Each line below from the one containing "Target: paved plaza" through the one containing "Practice. Spot the tree" is to be given again exactly, and no line outside that span.

....

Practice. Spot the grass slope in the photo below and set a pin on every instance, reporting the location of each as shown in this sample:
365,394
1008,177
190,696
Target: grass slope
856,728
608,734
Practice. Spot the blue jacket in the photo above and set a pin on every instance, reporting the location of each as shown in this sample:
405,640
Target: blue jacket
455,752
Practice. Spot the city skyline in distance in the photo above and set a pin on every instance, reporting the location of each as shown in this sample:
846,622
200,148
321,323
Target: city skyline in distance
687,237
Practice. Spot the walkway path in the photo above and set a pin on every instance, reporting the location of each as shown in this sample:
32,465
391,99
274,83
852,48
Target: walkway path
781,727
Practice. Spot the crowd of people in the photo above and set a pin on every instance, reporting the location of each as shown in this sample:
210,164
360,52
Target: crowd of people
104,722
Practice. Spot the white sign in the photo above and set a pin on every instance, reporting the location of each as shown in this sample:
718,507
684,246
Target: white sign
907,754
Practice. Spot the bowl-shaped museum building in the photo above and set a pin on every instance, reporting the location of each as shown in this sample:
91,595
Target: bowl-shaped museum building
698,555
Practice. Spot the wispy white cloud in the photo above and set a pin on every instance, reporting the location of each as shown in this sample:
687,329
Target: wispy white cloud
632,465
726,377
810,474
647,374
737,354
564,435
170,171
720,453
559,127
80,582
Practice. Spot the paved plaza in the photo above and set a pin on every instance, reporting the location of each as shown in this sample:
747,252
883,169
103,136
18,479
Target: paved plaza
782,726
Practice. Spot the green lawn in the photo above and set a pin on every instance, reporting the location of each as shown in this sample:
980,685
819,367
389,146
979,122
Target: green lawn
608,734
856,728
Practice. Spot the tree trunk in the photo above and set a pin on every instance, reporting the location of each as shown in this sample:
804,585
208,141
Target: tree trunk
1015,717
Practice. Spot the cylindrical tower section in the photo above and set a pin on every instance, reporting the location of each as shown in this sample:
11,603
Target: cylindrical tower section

....

#### Output for this exercise
Target: paved plaza
782,726
Practice. Spot the green lawn in the photo above and set a pin on every instance, reporting the location of each as shown in this sample:
980,685
819,367
389,146
979,122
Target: green lawn
608,734
856,728
Practice. Spot the tree trunk in the photo above and set a pin on every instance, reporting the location of each as shown in this sample:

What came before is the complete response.